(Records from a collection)
Content starts

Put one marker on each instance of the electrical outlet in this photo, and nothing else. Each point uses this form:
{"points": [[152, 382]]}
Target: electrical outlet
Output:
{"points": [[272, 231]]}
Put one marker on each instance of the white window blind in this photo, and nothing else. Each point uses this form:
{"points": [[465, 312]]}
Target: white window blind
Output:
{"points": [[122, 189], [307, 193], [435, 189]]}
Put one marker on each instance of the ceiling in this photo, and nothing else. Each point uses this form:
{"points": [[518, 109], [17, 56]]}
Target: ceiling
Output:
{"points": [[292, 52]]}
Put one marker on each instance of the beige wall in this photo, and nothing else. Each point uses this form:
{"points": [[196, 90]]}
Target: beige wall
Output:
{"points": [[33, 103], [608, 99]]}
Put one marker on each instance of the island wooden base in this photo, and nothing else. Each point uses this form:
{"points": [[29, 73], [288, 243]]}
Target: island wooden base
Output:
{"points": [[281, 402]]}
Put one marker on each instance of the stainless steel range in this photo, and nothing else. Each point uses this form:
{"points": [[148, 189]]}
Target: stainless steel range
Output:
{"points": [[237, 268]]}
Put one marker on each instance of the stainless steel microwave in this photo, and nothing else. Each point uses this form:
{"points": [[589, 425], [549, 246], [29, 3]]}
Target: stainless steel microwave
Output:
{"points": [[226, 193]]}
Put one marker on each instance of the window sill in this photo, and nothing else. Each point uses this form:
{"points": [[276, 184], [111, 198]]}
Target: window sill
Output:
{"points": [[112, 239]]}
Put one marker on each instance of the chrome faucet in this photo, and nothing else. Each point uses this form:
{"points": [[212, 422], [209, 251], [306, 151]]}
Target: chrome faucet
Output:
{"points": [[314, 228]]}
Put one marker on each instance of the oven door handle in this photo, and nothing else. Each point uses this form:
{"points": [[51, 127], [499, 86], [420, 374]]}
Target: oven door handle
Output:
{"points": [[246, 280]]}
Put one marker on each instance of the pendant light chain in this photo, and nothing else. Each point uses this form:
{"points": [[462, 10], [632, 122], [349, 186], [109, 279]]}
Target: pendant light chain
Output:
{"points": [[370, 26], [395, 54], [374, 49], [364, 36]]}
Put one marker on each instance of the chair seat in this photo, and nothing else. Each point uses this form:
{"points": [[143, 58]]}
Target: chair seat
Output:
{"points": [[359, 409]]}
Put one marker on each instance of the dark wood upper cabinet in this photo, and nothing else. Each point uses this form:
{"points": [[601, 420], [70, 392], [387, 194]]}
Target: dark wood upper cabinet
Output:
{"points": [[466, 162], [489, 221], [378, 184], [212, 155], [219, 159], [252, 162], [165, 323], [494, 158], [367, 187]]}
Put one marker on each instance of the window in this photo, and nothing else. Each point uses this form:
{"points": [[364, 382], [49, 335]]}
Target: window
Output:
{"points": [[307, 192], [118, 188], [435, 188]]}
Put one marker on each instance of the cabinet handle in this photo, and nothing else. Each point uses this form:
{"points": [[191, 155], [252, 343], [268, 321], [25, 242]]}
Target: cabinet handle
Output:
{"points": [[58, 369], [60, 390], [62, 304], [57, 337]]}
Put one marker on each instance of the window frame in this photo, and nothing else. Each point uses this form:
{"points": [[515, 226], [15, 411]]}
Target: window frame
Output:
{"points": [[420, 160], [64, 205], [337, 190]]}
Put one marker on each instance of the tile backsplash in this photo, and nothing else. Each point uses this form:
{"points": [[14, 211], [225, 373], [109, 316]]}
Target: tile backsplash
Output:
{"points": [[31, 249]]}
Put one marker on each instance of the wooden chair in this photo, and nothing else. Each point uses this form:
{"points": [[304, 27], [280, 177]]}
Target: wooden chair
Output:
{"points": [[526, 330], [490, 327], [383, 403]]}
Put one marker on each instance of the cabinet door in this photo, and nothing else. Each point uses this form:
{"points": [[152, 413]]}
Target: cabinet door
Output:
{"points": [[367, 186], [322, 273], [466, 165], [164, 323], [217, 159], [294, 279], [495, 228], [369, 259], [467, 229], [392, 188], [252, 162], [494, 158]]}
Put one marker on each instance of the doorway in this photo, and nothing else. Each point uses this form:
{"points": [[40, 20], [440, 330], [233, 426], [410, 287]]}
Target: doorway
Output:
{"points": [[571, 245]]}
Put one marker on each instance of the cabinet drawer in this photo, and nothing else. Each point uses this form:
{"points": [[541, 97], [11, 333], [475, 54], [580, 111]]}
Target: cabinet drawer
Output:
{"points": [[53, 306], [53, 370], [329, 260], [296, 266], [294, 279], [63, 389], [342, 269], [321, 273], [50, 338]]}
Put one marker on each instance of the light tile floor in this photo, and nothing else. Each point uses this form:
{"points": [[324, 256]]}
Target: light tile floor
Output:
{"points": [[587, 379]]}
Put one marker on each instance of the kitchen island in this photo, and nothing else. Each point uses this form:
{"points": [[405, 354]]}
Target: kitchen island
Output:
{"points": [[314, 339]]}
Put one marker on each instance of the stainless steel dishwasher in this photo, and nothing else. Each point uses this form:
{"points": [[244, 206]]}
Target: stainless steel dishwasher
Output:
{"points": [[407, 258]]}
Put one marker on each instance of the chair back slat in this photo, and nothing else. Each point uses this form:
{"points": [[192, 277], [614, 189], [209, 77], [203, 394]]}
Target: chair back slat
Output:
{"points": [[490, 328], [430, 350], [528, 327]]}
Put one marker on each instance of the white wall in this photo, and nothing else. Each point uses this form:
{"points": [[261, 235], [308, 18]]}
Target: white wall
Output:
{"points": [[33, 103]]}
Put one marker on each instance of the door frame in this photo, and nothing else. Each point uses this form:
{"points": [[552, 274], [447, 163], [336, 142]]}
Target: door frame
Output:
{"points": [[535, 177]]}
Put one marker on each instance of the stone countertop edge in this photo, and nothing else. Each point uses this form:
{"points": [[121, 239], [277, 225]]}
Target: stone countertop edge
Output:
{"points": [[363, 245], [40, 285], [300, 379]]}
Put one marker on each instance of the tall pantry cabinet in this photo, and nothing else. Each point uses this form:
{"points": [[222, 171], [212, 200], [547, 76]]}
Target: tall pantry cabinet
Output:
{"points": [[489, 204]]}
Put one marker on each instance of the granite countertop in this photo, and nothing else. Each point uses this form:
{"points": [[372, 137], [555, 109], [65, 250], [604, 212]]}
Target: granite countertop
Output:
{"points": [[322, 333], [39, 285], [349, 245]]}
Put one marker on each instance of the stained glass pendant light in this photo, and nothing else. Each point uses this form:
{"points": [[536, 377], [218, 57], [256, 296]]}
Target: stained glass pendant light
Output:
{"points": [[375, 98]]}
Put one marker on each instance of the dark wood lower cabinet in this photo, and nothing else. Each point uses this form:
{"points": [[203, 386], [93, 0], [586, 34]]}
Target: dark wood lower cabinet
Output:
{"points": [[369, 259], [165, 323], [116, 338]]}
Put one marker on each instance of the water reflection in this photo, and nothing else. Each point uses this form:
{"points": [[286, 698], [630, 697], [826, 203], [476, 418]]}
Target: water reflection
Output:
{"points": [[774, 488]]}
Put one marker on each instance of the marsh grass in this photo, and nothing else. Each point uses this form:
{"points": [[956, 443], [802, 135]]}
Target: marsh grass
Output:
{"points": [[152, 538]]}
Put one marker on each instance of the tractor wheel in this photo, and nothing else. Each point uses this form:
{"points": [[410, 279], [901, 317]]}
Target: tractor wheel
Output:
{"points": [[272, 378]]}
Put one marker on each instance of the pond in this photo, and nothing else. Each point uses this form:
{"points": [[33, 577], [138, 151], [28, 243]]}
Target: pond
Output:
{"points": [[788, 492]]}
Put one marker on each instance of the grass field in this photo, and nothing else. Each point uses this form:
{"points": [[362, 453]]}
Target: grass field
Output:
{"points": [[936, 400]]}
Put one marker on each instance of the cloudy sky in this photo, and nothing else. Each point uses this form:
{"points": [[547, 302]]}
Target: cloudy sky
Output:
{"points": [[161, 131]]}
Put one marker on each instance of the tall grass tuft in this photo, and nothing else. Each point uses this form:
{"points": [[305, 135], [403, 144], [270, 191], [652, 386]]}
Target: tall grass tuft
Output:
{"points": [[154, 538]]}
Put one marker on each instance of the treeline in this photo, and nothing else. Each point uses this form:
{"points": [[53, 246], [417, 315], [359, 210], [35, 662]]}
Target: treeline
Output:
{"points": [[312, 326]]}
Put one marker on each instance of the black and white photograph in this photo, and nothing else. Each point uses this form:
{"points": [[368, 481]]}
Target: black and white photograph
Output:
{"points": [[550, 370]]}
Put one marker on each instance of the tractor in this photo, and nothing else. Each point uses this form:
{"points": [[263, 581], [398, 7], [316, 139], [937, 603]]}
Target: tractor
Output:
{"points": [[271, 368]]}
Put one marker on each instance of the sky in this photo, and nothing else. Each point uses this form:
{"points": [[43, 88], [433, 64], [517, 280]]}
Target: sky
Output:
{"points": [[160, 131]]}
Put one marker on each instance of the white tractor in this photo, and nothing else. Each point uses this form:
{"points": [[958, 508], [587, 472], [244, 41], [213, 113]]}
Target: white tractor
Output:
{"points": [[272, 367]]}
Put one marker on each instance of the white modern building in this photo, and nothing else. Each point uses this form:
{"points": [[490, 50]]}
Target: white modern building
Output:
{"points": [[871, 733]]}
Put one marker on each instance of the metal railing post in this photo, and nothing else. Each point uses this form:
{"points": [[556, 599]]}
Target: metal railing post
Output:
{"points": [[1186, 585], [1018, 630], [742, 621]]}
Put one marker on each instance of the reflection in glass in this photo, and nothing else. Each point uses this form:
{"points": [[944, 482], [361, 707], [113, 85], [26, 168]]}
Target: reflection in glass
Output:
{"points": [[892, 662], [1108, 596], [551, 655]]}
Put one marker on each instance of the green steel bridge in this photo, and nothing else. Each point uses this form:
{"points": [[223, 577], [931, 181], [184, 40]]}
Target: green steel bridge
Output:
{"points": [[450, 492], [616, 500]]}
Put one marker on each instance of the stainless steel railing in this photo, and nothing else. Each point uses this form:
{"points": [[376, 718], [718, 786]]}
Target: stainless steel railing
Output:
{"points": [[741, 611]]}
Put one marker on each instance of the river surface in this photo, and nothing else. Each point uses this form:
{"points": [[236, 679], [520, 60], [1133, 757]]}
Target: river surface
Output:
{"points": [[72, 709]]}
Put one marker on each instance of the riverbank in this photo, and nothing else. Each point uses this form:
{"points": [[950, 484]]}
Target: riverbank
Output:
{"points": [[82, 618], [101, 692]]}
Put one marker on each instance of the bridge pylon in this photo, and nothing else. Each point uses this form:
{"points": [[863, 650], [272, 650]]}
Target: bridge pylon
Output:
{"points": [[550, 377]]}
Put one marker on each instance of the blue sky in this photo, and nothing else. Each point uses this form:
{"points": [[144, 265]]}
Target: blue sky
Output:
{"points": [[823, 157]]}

Content ends

» **TASK REQUIREMENTS**: Go through the entries and return each line where the word "window" occurs.

» **REPLY**:
Put one marker on each instance of the white window blind in this photo, and nothing else. Each point uses this form:
Target: white window blind
Put one marker on each instance of the window sill in this photo, and nothing else. Each point uses this form:
Target: window sill
Put one marker on each instance of the window in this photo, and nothing else. Each point uses this form:
Target: window
Put one marker on each instance of the window frame in this photo, and nothing else. Each point uses this form:
Target: window frame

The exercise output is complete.